TASK DETAILS>
Using the entries below, return word for word the lines from the one containing "Reviewer note: every instance of the distant" up to and including the last.

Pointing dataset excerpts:
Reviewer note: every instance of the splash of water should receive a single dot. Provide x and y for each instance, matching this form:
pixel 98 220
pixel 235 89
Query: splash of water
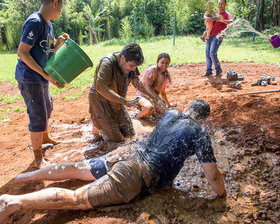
pixel 239 26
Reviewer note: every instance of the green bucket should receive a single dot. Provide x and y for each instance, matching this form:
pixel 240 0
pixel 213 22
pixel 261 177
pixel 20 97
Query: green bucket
pixel 67 63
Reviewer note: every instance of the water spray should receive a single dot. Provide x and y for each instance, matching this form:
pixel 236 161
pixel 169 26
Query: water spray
pixel 242 25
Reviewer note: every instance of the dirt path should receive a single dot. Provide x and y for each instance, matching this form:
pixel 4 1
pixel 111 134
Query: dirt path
pixel 245 131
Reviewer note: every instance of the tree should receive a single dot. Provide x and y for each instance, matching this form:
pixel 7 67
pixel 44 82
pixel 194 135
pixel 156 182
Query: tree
pixel 94 20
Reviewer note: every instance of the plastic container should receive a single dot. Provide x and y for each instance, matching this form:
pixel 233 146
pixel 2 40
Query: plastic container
pixel 275 41
pixel 67 63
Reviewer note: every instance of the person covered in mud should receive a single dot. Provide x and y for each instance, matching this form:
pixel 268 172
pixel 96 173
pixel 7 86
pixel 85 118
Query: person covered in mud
pixel 155 80
pixel 107 96
pixel 36 47
pixel 128 172
pixel 212 46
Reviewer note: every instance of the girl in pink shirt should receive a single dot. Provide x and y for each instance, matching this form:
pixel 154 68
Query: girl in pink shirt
pixel 155 80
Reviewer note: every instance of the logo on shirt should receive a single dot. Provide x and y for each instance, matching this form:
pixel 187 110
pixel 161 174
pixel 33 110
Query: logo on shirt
pixel 30 35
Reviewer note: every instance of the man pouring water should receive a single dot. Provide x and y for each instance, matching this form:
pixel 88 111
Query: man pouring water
pixel 213 44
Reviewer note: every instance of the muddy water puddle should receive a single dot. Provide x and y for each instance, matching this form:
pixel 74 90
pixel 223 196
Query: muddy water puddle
pixel 251 178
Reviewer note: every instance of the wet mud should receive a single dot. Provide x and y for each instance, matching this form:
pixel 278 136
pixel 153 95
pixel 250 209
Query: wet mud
pixel 245 135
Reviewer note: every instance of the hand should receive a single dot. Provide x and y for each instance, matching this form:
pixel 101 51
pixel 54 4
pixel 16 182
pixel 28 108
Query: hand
pixel 51 80
pixel 172 105
pixel 63 37
pixel 134 103
pixel 60 40
pixel 160 106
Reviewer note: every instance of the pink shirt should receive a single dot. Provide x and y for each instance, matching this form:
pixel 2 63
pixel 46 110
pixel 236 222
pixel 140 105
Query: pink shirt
pixel 219 26
pixel 156 80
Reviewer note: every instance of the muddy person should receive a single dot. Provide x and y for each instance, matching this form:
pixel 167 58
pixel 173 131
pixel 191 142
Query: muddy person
pixel 36 47
pixel 107 97
pixel 128 172
pixel 213 44
pixel 155 80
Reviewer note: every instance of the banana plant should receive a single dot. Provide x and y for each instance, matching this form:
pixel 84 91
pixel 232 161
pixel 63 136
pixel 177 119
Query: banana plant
pixel 94 19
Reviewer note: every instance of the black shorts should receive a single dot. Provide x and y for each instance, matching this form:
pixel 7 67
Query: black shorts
pixel 39 105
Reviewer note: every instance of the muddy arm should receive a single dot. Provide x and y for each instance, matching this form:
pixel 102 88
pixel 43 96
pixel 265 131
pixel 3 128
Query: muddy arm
pixel 215 178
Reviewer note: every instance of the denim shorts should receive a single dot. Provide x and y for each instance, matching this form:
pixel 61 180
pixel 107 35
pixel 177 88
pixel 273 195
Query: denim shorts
pixel 39 105
pixel 126 178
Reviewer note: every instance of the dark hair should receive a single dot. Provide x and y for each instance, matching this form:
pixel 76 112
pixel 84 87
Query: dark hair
pixel 200 108
pixel 163 55
pixel 133 52
pixel 46 2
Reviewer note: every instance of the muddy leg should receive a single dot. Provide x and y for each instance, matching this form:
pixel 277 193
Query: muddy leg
pixel 36 141
pixel 147 108
pixel 50 198
pixel 61 171
pixel 47 139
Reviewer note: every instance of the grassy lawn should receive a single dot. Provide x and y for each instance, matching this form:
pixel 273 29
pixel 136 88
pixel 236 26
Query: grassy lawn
pixel 187 49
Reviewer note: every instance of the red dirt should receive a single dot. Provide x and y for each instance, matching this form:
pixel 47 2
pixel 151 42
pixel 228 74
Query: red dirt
pixel 250 121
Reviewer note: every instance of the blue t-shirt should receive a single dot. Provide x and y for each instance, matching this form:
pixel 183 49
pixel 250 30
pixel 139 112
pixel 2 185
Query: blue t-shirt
pixel 39 34
pixel 176 137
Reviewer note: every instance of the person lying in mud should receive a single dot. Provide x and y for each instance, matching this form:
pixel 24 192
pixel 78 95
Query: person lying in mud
pixel 128 172
pixel 155 80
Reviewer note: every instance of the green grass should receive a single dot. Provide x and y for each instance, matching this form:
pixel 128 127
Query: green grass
pixel 187 49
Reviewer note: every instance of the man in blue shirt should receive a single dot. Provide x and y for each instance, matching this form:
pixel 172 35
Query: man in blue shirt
pixel 36 47
pixel 126 173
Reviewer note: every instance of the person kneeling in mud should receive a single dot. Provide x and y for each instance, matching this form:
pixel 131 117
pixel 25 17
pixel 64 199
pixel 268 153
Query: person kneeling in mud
pixel 155 80
pixel 124 174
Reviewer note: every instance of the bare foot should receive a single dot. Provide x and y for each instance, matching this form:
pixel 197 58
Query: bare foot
pixel 41 163
pixel 23 178
pixel 7 207
pixel 97 138
pixel 202 38
pixel 47 140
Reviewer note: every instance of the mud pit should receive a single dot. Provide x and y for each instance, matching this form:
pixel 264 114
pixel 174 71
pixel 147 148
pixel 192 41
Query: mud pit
pixel 245 132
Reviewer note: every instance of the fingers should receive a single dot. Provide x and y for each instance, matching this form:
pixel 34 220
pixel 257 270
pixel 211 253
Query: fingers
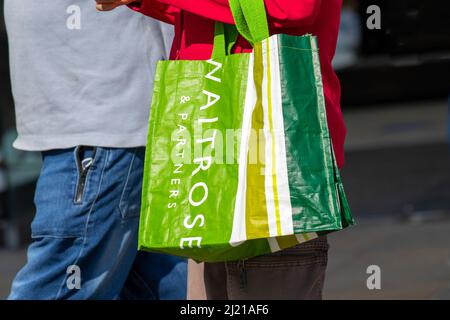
pixel 108 5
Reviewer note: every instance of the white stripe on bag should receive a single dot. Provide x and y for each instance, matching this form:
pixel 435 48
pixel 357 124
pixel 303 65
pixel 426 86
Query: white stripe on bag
pixel 239 233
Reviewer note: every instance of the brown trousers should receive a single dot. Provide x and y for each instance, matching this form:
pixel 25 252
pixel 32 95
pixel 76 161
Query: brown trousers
pixel 292 274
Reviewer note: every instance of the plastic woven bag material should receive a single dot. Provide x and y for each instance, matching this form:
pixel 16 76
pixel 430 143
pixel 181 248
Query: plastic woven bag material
pixel 239 161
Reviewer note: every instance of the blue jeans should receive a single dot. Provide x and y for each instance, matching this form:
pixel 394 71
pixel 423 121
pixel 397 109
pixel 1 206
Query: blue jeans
pixel 85 232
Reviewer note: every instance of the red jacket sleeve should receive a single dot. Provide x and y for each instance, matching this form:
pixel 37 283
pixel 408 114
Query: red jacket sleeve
pixel 281 13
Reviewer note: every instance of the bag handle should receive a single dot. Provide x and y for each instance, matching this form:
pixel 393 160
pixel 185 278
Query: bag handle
pixel 251 19
pixel 225 36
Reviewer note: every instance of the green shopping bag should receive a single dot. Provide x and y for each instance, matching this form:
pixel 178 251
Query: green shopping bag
pixel 239 161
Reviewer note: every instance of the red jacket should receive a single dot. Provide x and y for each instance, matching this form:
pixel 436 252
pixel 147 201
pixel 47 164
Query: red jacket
pixel 194 30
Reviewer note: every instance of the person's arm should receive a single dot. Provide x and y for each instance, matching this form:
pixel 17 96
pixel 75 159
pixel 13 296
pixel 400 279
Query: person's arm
pixel 281 13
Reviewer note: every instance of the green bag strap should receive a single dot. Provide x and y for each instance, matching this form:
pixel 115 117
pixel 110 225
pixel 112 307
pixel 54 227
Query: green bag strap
pixel 251 19
pixel 225 37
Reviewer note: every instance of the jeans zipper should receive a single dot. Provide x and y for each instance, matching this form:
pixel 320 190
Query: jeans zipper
pixel 84 165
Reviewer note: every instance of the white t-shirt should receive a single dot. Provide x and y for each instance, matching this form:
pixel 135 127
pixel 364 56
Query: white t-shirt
pixel 79 76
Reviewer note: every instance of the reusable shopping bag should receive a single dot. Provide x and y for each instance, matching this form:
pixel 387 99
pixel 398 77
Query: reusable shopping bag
pixel 239 161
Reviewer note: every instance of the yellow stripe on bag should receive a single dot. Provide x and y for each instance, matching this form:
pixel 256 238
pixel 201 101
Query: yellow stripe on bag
pixel 274 155
pixel 257 225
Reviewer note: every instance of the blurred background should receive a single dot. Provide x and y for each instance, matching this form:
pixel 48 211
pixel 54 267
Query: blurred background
pixel 395 97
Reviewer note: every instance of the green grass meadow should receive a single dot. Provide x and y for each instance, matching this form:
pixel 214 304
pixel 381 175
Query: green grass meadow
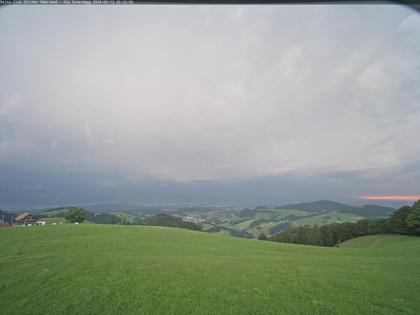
pixel 113 269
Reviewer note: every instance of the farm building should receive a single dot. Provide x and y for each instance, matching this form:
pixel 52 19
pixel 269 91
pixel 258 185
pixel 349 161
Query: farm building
pixel 4 224
pixel 27 218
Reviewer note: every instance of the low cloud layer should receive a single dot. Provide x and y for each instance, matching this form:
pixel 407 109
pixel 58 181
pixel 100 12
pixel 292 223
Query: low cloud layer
pixel 180 94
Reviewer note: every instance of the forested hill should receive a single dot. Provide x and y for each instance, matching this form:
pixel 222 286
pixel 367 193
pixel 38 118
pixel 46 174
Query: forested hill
pixel 368 211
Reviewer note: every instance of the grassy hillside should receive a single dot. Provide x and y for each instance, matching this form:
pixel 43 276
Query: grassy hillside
pixel 384 242
pixel 113 269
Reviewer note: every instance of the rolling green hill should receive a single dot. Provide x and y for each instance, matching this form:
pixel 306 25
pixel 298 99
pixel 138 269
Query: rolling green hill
pixel 114 269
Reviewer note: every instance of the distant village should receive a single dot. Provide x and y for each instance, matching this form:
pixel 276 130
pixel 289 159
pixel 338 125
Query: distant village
pixel 24 219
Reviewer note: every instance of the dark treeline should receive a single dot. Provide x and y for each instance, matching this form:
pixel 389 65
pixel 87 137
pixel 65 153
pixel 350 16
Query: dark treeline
pixel 163 219
pixel 405 220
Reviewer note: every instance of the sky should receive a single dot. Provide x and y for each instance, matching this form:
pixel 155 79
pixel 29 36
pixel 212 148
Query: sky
pixel 245 104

FINISHED EXERCISE>
Reviewer note: every instance of the distant village should receive a single dot. Provide x and y for each instance, matching this form:
pixel 276 130
pixel 289 159
pixel 338 125
Query: distant village
pixel 24 219
Reviewer note: every instance of the dark treeline should receive a single dot. Provide x and y for each instance, matching this form:
pixel 389 65
pixel 87 137
pixel 65 153
pixel 350 16
Query: dark treeline
pixel 163 219
pixel 405 220
Reviewer note: every instance of the sky should receive a single dot. Provide x and y for each instance, matching this form:
pixel 155 79
pixel 29 36
pixel 212 148
Query: sky
pixel 245 104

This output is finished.